WHAT YOU ARE ASKED TO DO:
List each line below that contains the string "dark". Case counts.

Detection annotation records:

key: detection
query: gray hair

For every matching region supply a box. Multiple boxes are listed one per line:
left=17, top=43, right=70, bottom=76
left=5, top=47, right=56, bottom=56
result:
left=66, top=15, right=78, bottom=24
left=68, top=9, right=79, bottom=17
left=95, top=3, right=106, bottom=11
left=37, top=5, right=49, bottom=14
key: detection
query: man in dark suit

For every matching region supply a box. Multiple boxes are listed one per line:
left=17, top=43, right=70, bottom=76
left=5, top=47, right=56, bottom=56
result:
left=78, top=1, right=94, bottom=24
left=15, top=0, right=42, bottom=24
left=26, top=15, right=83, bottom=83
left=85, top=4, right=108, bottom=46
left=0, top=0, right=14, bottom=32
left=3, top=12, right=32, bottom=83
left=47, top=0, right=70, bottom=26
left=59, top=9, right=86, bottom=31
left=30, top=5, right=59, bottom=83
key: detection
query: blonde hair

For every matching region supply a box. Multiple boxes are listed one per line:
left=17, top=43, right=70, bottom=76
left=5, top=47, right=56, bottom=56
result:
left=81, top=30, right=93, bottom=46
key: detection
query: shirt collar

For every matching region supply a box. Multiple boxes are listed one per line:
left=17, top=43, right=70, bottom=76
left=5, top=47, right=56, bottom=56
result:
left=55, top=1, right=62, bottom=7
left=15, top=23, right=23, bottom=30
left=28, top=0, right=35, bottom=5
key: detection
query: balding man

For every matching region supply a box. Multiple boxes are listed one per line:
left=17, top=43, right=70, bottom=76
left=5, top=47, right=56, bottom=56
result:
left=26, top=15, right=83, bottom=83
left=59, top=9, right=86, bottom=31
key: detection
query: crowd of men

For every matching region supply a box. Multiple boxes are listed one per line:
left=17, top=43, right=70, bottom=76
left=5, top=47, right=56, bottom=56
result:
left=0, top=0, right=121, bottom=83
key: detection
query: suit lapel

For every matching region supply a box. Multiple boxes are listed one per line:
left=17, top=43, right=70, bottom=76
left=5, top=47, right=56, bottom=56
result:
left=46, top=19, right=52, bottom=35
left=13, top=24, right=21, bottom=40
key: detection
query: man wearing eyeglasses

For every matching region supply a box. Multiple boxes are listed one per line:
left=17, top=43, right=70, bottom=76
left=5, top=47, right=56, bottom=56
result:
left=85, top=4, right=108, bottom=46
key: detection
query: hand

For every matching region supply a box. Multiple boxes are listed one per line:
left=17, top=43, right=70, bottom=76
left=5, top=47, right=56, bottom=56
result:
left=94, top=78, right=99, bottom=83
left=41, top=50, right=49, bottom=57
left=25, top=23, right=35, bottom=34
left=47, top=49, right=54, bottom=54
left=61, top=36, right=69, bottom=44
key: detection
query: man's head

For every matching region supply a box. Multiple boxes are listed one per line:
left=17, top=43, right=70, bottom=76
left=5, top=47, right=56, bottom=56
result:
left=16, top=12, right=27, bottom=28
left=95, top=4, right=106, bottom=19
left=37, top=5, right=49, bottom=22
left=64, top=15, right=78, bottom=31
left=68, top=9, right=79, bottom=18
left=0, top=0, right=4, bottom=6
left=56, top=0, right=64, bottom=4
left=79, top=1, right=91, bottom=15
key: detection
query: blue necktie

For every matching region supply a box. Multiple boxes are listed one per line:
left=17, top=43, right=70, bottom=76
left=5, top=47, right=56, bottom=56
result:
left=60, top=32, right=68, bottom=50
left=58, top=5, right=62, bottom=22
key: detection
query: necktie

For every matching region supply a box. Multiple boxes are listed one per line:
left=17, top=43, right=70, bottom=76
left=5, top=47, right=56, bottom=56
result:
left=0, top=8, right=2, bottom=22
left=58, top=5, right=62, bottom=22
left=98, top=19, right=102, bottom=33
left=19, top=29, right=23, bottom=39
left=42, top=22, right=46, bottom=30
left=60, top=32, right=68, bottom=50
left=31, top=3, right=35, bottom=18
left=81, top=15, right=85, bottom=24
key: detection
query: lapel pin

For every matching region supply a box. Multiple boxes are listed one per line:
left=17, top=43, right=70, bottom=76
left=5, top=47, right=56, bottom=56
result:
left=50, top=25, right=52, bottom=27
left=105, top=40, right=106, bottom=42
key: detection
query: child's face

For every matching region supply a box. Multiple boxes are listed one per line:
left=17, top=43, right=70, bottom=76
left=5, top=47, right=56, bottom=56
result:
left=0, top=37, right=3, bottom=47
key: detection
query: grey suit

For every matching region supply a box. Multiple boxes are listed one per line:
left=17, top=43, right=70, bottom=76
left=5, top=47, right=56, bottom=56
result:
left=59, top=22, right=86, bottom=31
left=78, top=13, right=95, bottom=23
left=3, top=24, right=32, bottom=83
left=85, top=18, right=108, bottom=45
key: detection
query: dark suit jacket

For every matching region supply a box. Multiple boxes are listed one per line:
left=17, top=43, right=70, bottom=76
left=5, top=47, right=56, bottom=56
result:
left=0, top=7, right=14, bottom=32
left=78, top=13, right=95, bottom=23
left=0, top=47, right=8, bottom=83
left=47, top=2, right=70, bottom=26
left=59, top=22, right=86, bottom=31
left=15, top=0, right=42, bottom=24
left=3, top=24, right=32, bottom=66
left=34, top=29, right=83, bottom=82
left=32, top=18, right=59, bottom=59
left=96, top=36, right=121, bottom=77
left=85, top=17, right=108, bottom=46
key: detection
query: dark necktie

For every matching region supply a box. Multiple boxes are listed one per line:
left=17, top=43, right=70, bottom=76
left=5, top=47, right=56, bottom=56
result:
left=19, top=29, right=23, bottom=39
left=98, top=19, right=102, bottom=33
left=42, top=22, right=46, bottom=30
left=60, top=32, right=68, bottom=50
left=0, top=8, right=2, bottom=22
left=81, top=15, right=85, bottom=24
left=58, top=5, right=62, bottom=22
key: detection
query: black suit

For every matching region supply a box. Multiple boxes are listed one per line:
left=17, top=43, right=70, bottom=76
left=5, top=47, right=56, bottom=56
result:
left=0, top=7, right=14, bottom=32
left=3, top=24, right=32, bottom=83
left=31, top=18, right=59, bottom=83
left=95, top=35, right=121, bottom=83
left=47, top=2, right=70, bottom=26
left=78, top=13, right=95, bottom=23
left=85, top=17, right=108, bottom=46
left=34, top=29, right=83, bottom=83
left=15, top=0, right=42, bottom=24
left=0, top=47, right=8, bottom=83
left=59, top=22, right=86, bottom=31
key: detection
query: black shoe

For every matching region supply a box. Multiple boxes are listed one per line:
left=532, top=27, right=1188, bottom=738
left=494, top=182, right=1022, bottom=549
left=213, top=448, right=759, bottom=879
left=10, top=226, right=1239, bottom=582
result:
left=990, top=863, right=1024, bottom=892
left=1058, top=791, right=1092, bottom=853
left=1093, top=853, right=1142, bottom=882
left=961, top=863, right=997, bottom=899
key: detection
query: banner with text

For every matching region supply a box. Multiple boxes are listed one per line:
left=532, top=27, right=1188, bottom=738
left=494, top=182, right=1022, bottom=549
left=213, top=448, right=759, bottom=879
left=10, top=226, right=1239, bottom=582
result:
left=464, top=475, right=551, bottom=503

OUTPUT OF THE TASK:
query: man in dark suit
query: dark suit jacket
query: dark necktie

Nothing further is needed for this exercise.